▶ Instructions to follow: Turn every line of the records below into a numbered list, omitting blank lines and leaving out the pictures.

▶ Records shown:
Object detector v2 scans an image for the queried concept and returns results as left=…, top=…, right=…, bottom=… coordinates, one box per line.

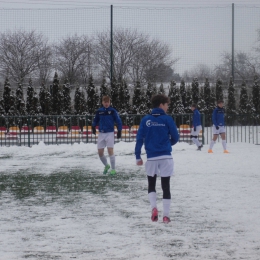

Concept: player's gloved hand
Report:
left=136, top=158, right=143, bottom=166
left=92, top=126, right=96, bottom=135
left=116, top=130, right=122, bottom=138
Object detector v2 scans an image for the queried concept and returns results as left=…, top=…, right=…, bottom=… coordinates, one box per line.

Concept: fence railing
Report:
left=0, top=114, right=260, bottom=147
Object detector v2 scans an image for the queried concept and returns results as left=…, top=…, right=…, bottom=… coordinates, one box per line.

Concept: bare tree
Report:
left=96, top=28, right=177, bottom=82
left=0, top=30, right=50, bottom=84
left=215, top=52, right=259, bottom=80
left=54, top=35, right=96, bottom=84
left=139, top=37, right=179, bottom=82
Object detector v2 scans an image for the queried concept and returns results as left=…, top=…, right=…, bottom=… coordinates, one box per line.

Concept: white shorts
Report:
left=191, top=125, right=202, bottom=136
left=97, top=132, right=115, bottom=149
left=145, top=156, right=174, bottom=177
left=212, top=125, right=226, bottom=135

▶ The answer:
1. Object detector v2 scans an image for the queried concept and returns results as left=…, top=…, right=…, bottom=… coordinates, one box per line.
2. Concept: player's gloved hand
3. Report:
4. left=136, top=158, right=143, bottom=166
5. left=92, top=126, right=96, bottom=135
6. left=116, top=130, right=122, bottom=138
7. Object detector v2 scans an image for the queried concept and returns results as left=…, top=…, right=…, bottom=… coordinates, one box per line.
8. Concept: fence railing
9. Report:
10. left=0, top=114, right=260, bottom=147
11. Object detector v2 scans an image for the queried concept and returns results as left=…, top=…, right=…, bottom=… coordinates, one box per line.
12. Concept: bare tree
13. Report:
14. left=96, top=28, right=177, bottom=82
15. left=0, top=30, right=50, bottom=84
16. left=215, top=52, right=259, bottom=80
17. left=54, top=35, right=96, bottom=84
18. left=139, top=37, right=179, bottom=82
19. Object detector v2 scans an image for the queried concept and returns results as left=…, top=…, right=…, bottom=… coordinates, one box per line.
20. Concept: white shorts
21. Report:
22. left=191, top=125, right=202, bottom=136
23. left=97, top=132, right=115, bottom=149
24. left=145, top=156, right=174, bottom=177
25. left=212, top=125, right=226, bottom=135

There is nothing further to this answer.